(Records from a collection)
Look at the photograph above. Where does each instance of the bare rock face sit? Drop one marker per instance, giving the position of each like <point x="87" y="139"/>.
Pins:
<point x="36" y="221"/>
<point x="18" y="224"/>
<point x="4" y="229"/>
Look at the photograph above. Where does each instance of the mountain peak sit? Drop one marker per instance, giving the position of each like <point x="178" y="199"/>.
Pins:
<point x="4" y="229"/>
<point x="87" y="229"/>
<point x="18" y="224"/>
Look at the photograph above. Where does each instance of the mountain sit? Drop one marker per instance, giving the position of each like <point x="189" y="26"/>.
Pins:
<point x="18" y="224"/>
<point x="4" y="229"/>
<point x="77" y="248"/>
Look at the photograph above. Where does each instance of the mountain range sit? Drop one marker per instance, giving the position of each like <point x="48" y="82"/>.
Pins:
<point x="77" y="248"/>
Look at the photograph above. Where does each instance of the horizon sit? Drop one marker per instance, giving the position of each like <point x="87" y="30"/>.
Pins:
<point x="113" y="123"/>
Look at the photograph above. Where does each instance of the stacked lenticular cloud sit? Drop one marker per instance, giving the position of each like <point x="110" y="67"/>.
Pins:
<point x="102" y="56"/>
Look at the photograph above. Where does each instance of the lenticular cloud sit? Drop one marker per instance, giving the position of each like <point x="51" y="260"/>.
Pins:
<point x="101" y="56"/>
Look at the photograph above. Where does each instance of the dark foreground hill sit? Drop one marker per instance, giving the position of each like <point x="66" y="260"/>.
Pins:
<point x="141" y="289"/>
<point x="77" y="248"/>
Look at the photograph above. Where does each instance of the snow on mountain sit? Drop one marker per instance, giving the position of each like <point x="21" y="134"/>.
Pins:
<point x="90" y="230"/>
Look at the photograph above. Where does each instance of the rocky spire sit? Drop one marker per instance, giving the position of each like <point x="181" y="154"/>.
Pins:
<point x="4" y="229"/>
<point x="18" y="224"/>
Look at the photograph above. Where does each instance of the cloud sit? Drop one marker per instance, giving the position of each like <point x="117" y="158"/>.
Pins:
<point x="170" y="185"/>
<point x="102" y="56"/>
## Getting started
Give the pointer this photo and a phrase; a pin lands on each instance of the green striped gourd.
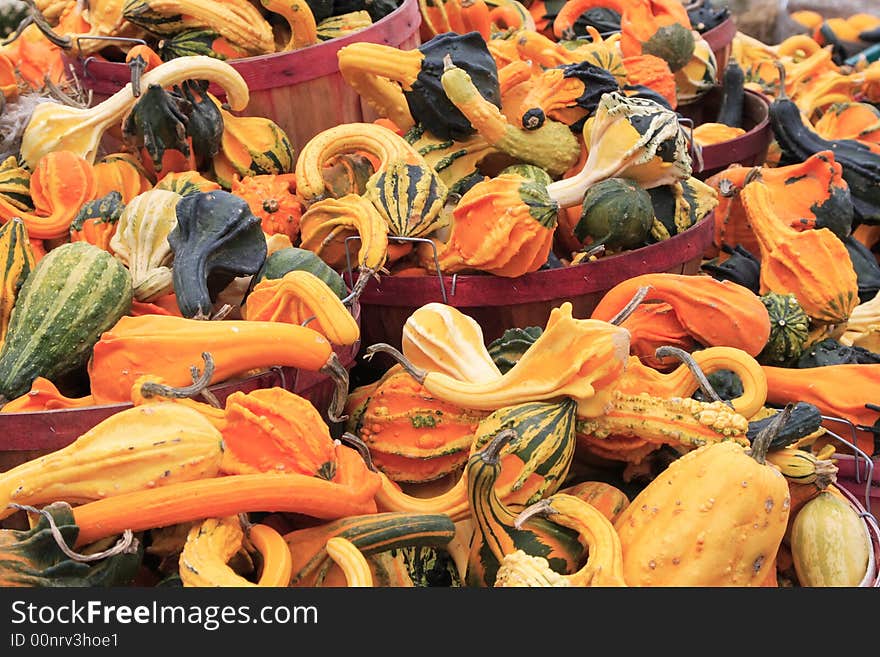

Exercise:
Output exactly and only the lines from the line containing "## Getting started" to the end of the entries, both included, and omit every picture.

Your solution:
## Getting started
Give the pointer this photo and a phrase; a pin lands on each instance of the green striped gourd.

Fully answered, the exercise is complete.